**PROVIDED DATA**
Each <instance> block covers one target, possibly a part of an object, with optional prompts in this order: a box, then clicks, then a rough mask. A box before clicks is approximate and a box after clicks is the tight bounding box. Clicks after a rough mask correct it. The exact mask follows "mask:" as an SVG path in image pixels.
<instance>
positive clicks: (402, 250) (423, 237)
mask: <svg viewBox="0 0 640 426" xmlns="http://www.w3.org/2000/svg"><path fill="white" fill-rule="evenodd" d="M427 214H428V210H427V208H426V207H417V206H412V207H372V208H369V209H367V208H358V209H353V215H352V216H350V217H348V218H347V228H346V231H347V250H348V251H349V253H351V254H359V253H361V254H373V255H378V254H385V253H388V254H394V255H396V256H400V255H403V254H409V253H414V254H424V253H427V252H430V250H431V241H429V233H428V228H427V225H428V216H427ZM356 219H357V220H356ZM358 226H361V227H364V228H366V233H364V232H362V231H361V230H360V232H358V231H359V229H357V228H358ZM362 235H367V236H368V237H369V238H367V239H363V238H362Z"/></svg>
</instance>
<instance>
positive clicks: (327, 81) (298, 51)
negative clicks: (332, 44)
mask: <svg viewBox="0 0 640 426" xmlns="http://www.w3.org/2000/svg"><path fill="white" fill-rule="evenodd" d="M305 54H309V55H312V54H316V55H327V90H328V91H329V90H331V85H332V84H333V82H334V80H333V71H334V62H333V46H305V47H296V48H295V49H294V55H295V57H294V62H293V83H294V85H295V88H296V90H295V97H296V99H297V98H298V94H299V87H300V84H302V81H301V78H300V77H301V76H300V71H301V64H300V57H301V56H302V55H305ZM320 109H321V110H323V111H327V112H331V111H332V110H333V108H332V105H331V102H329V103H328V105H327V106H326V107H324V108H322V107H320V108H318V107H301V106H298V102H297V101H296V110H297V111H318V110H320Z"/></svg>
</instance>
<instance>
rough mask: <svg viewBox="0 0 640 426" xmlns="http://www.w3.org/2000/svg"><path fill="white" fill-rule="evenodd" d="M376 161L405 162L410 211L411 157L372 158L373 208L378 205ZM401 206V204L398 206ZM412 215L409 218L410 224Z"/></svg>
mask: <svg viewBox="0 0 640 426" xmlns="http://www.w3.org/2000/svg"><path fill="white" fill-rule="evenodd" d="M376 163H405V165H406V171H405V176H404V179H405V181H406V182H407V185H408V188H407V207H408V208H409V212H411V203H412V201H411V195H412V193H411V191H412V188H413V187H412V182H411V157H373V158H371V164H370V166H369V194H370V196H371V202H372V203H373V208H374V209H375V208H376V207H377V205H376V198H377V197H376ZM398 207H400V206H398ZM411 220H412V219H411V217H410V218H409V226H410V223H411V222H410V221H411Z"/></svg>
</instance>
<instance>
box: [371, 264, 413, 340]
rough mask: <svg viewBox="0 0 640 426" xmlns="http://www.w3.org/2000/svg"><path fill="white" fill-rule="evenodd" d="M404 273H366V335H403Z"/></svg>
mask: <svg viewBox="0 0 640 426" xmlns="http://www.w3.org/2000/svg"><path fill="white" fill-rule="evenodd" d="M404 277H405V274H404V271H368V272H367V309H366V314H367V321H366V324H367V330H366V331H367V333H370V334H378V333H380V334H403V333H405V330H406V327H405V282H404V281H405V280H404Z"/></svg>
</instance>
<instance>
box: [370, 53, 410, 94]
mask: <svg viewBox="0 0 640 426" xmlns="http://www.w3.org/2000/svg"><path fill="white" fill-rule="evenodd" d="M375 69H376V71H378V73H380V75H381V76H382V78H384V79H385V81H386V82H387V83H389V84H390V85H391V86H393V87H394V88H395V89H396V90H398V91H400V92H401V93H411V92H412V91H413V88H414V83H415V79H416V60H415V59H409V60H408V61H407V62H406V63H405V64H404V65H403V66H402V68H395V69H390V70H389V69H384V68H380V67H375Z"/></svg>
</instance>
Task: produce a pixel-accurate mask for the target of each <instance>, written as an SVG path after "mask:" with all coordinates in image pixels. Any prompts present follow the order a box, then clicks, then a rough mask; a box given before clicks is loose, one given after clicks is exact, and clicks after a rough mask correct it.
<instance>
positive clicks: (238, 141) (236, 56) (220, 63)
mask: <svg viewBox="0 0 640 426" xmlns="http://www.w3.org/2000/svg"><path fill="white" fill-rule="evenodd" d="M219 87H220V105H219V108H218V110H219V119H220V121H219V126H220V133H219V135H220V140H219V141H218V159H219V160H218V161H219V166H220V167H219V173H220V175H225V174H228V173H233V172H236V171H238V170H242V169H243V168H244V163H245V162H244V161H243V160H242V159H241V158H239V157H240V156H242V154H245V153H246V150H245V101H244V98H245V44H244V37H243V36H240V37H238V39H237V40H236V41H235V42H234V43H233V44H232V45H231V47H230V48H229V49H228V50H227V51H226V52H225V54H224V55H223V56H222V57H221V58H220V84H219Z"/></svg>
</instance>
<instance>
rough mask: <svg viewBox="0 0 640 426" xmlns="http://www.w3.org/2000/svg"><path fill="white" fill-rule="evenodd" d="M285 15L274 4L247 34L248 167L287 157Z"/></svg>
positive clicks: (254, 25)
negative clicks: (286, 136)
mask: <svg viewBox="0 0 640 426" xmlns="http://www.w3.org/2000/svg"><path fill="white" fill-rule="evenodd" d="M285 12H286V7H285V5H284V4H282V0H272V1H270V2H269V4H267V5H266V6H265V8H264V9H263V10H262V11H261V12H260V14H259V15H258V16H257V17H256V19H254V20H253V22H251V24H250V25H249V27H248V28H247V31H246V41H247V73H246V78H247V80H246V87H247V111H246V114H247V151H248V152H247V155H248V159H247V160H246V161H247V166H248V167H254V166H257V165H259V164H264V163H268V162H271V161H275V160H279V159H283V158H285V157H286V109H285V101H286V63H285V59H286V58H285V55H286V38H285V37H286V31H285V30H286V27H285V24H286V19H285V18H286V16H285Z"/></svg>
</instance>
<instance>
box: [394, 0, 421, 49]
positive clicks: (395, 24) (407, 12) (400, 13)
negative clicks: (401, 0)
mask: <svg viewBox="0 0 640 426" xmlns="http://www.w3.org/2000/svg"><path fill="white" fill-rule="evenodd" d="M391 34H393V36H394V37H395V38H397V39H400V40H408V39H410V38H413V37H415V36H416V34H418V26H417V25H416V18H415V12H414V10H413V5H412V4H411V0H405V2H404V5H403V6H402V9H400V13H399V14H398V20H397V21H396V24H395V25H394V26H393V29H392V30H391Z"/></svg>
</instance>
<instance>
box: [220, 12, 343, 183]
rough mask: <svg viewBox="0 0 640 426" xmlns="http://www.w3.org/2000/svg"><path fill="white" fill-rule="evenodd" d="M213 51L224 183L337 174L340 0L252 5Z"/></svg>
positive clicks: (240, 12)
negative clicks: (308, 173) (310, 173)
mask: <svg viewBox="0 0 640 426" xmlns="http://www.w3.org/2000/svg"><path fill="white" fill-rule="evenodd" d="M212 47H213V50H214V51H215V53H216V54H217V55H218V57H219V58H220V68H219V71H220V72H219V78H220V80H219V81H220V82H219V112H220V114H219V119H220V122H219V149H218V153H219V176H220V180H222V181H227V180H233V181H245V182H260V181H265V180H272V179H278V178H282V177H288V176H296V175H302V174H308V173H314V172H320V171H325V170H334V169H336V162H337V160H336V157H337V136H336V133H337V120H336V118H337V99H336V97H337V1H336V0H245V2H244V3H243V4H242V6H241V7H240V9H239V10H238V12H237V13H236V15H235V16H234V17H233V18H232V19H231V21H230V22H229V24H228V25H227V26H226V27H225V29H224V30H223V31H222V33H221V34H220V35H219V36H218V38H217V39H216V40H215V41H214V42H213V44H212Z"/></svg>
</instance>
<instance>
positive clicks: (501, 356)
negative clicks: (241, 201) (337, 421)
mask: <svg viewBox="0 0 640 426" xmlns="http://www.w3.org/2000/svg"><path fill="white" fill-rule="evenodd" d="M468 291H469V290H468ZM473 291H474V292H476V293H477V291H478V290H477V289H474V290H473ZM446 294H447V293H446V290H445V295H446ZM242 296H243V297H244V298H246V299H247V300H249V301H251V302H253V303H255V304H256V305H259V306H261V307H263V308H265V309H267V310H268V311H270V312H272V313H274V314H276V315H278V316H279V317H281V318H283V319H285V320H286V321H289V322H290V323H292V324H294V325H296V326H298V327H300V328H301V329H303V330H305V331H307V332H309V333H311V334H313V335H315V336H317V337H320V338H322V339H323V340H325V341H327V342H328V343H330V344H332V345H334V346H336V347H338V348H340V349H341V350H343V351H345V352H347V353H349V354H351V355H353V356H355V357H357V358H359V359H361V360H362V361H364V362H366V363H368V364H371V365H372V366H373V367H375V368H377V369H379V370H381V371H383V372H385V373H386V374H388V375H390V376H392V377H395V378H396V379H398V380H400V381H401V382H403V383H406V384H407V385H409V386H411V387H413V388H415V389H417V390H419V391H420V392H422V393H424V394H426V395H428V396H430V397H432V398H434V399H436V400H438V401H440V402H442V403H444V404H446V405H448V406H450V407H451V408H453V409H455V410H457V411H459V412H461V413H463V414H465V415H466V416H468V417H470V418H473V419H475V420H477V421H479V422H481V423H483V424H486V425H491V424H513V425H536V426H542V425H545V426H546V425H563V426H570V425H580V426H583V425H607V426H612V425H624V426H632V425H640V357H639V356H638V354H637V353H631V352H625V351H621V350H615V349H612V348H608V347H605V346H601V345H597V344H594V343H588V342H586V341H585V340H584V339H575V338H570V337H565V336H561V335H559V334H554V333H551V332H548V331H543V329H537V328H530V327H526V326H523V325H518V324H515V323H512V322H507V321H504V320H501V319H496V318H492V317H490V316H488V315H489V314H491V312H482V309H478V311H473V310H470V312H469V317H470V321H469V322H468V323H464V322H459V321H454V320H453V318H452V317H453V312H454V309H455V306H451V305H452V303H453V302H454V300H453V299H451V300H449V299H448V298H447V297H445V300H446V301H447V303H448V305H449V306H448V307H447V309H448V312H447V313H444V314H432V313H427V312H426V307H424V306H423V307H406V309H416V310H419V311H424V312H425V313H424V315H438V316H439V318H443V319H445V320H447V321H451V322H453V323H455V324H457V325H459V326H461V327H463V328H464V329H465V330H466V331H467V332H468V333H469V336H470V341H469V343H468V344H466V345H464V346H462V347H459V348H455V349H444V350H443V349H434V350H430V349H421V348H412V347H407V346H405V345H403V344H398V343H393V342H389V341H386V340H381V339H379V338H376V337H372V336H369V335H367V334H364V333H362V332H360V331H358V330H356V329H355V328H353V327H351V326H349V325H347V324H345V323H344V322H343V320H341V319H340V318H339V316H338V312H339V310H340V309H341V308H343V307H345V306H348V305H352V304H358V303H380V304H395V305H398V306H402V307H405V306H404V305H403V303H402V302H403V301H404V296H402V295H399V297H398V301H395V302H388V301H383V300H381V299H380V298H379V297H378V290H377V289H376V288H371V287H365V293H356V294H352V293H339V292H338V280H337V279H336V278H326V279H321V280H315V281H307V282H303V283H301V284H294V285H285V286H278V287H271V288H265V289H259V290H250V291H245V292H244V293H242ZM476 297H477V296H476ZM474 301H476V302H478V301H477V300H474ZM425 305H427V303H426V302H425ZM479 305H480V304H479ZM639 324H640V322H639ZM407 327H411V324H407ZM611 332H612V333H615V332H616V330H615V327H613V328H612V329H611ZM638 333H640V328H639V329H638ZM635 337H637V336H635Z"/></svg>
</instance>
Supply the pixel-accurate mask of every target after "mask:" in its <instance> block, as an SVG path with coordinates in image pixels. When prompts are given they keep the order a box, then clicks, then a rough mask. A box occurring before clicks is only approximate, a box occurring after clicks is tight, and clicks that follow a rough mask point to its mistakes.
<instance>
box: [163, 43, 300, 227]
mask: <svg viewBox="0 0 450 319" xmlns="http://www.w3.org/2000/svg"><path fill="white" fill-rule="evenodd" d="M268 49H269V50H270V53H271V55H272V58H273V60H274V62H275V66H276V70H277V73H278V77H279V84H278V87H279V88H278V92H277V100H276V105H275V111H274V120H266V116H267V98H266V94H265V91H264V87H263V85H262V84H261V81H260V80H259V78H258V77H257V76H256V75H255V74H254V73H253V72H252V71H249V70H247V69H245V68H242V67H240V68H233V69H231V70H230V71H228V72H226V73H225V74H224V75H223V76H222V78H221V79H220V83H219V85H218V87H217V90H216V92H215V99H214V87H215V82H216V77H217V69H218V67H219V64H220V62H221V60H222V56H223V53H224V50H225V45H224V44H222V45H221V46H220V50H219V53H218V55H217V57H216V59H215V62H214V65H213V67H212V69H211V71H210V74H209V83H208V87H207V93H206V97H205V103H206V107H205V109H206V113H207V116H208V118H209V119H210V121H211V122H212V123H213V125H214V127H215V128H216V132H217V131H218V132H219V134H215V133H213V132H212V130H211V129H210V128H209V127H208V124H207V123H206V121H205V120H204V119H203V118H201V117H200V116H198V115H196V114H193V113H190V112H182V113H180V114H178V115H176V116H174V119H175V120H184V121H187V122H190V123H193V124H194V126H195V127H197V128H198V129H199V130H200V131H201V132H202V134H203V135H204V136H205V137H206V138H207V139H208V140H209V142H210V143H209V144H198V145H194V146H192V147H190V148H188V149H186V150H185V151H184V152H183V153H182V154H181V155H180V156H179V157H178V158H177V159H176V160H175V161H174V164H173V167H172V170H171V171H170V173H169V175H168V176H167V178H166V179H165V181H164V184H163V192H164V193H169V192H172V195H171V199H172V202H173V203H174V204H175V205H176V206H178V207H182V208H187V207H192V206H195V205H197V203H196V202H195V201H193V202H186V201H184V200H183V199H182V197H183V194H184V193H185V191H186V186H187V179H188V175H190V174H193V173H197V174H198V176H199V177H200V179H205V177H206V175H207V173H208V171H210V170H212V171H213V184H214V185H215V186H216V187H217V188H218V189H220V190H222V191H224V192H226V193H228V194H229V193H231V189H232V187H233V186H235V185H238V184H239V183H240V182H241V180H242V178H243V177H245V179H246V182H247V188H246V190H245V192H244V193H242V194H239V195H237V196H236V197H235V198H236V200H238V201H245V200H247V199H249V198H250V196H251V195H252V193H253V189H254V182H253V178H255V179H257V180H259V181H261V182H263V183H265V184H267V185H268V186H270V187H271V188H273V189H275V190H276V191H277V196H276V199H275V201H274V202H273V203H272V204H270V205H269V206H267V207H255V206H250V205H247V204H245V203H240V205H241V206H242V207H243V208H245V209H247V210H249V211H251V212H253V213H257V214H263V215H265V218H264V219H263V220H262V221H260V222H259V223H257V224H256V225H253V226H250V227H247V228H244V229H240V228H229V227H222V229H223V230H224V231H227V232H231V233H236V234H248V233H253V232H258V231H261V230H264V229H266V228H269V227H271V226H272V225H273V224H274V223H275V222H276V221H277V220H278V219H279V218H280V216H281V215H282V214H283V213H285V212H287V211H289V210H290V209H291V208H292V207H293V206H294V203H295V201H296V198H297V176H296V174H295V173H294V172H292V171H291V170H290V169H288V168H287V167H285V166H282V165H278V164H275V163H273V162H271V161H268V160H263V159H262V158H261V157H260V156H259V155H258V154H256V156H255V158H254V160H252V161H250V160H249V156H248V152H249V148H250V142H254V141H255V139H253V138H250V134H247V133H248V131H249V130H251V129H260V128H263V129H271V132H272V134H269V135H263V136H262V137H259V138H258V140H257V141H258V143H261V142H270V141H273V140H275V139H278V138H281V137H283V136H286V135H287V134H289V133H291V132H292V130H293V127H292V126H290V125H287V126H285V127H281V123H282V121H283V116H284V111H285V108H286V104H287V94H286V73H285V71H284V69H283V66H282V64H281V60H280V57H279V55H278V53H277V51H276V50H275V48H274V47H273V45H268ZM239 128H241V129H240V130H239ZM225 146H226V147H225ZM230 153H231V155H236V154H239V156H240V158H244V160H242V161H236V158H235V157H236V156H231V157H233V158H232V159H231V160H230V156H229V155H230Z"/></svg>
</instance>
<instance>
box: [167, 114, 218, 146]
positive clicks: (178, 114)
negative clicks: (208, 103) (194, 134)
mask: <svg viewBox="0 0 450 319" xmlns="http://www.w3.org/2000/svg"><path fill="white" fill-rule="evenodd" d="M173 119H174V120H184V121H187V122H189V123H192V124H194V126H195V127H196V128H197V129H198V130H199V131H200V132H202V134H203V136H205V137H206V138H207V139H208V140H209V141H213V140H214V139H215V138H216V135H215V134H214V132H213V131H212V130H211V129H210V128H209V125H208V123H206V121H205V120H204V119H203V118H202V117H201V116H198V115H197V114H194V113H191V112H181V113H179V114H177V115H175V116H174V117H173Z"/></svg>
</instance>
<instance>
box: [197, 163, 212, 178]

**YOUR ASSIGNMENT**
Could you restate word for word the lines above from the one containing "box: [394, 0, 421, 49]" through the one containing "box: [220, 12, 343, 183]", both included, and nothing else?

**TASK RESULT**
box: [394, 0, 421, 49]
positive clicks: (395, 24) (407, 12) (400, 13)
negative clicks: (401, 0)
mask: <svg viewBox="0 0 640 426" xmlns="http://www.w3.org/2000/svg"><path fill="white" fill-rule="evenodd" d="M391 34H393V36H394V37H395V38H397V39H400V40H408V39H410V38H413V37H415V36H416V34H418V26H417V25H416V18H415V12H414V10H413V5H412V4H411V0H405V2H404V5H403V6H402V9H400V13H399V14H398V20H397V21H396V24H395V25H394V26H393V29H392V30H391Z"/></svg>
</instance>
<instance>
box: [220, 12, 343, 183]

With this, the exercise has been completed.